Raw records -
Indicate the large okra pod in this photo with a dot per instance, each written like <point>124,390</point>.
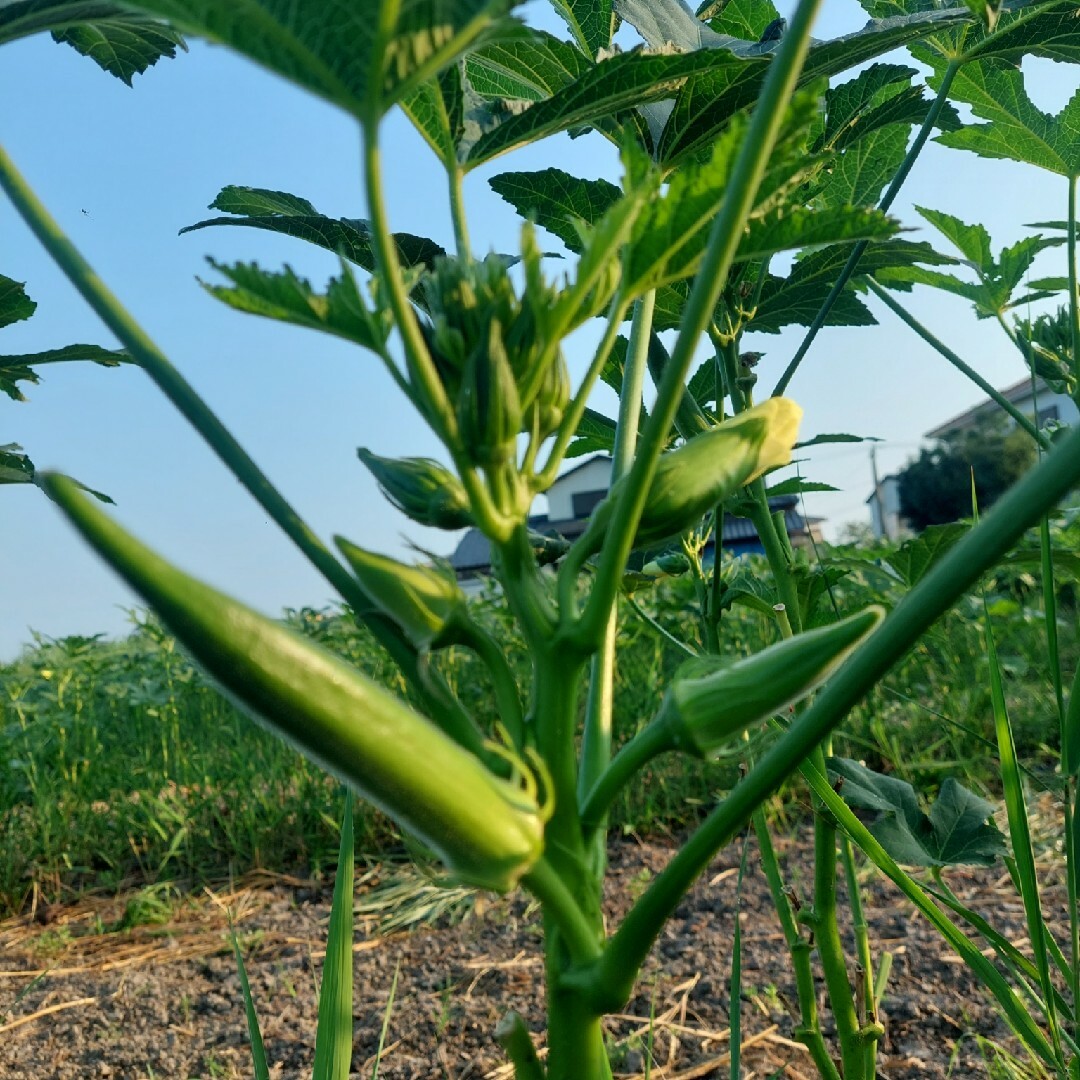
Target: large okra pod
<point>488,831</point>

--

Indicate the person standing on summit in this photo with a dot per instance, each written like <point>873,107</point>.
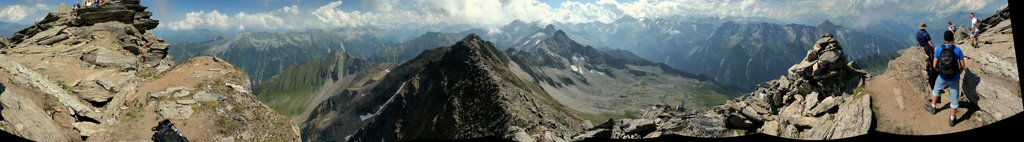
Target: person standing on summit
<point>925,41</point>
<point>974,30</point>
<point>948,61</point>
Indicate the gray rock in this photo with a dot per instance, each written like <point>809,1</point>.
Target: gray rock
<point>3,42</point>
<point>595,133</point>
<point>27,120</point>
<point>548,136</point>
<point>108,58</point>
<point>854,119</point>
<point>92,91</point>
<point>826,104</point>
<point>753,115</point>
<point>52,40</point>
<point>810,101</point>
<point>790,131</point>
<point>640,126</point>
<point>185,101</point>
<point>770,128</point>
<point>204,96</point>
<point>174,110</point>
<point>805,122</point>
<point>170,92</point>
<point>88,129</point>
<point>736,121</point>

Exercise description - Arrange the listing above as a numbered list, beginning at the line that contains "Indicate the large" and stopping after the line that contains "<point>488,831</point>". Skip any blank lines and leave the pictures out.

Response below -
1. Indicate the large okra pod in this photo with a dot per instance, each written like <point>124,390</point>.
2. Target: large okra pod
3. <point>488,831</point>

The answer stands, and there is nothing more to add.